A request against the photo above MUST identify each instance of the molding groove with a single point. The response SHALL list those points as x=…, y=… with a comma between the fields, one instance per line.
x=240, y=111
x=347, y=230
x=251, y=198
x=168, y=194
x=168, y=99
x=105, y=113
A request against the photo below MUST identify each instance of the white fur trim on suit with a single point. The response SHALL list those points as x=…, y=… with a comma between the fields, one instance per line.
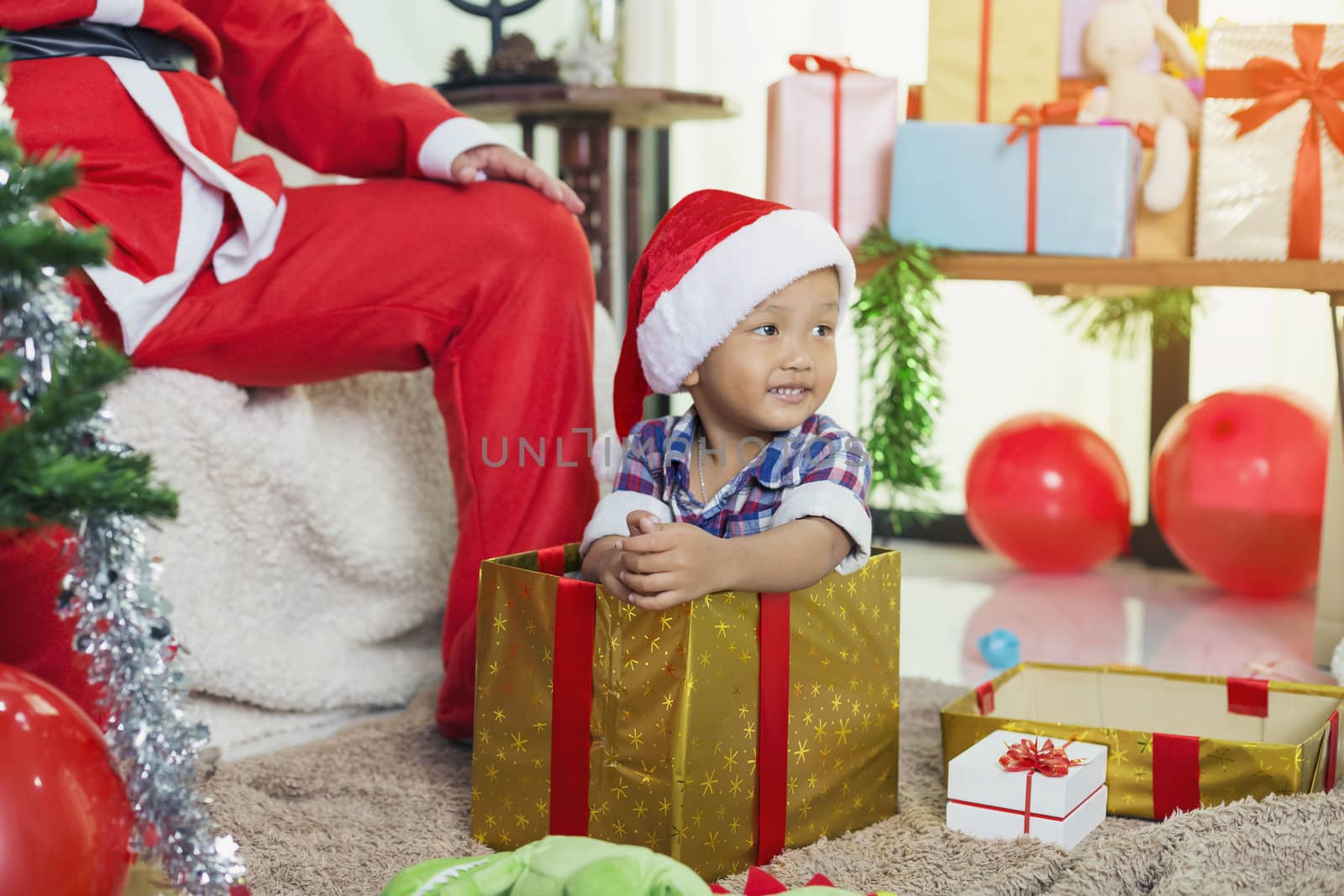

§

**Instruction**
Please give all the records again with "single point" swapped for "single marker" and nothing else changed, leaving the pictures out.

**Completed task**
A request against the photo above MUST identify each instance of the molding groove with a single marker. The response SHALL list those points as x=…, y=… with a comma between the fields, one instance per line.
x=240, y=111
x=347, y=230
x=251, y=198
x=168, y=194
x=168, y=99
x=105, y=113
A request against the photo below MUST identify each instance of the white fur trim on suit with a single marker. The response SHALL list those points as x=…, y=… with a comma between the fields, one instance per line.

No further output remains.